Source data:
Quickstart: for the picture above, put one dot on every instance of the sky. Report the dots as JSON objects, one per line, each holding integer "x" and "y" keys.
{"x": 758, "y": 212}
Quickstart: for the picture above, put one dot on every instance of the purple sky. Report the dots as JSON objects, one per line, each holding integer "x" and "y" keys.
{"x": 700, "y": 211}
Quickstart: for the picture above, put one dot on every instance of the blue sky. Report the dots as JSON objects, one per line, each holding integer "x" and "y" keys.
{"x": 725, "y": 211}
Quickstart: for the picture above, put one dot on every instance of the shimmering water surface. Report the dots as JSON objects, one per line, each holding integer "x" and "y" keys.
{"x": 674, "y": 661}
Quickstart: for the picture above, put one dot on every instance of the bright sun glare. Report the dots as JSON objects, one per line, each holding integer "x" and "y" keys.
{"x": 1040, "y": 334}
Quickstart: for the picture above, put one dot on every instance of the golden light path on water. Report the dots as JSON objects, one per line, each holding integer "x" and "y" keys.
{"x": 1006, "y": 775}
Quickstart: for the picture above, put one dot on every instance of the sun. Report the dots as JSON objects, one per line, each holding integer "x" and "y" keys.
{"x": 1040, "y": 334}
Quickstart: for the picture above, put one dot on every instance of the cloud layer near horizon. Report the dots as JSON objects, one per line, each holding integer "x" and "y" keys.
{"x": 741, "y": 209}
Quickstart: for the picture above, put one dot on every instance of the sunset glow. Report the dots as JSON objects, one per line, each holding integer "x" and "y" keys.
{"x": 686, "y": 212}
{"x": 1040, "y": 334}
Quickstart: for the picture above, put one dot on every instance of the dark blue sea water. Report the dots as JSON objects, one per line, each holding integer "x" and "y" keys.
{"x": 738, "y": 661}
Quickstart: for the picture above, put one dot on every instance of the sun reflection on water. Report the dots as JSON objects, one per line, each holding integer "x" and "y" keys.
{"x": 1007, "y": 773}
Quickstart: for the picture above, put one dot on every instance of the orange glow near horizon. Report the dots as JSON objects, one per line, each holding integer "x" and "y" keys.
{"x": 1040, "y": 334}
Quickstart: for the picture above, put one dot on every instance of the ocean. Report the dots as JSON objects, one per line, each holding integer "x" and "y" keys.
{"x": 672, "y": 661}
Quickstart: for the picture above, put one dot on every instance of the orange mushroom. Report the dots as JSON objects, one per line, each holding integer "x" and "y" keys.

Instructions for the task:
Quote the material exactly, leaving nothing out.

Problem solution:
Quickstart: for the picture above, put one dot on every instance of the sky. Report the dots as JSON objects, one per line, each holding integer "x" and "y" keys.
{"x": 758, "y": 212}
Quickstart: for the picture above, put one dot on every instance of the purple sky. Report the dots as JSON objects, one per line, each holding integer "x" and "y" keys.
{"x": 700, "y": 211}
Quickstart: for the picture above, put one dot on every instance of the blue sky. Report the dots as JSON objects, one per line, each holding integer "x" and "y" keys.
{"x": 725, "y": 211}
Quickstart: for the picture above, put one dot on every instance of the shimmering water surface. Report the dots as JSON objects, one per line, each holding integer "x" and "y" keys.
{"x": 674, "y": 661}
Quickstart: for the picture above, put one dot on every instance of the bright sun glare. Report the dots as JSON objects, one per line, each holding integer "x" and "y" keys.
{"x": 1040, "y": 334}
Quickstart: for the picture above, put one dot on every instance of the golden light path on water. Report the dots as JSON objects, one per line, each holding integer "x" and "y" keys.
{"x": 1006, "y": 775}
Quickstart: for the picture above, put one dot on every instance of the sun. Report the dots as JSON objects, one per line, each holding integer "x" and "y" keys.
{"x": 1040, "y": 334}
Quickstart: for the picture above, put one dot on every instance of the cloud layer near horizon. Report the dots as JSON objects, one per line, each holding integer "x" and "y" keys.
{"x": 741, "y": 209}
Quickstart: for the picture above, put one dot on every instance of the sunset glow. Report the dots as JSON objects, one per line, each holding integer "x" and "y" keys.
{"x": 686, "y": 212}
{"x": 1040, "y": 334}
Quickstart: for the picture above, put one dot on every instance of the dark blue sea water. Report the dots as JSON objects, one per line, each holding integer "x" and "y" keys.
{"x": 738, "y": 661}
Quickstart: for the picture above, put one dot on every instance of the sun reflection on water. Report the dots as JSON objects, one per line, each holding integer "x" and "y" keys.
{"x": 1007, "y": 773}
Quickstart: for the picture above, put one dot on every instance of the orange glow near horizon. Report the dots as JSON objects, one per line, each holding integer "x" and "y" keys.
{"x": 1040, "y": 334}
Quickstart: for the picture above, put one dot on every instance of the ocean. Report the dots as JSON objects, one per line, each holding integer "x" and "y" keys.
{"x": 672, "y": 661}
Quickstart: for the picture above, put one dot on every instance of the orange mushroom. Report the dots as JSON objects, one per line, each holding integer "x" and "y" keys.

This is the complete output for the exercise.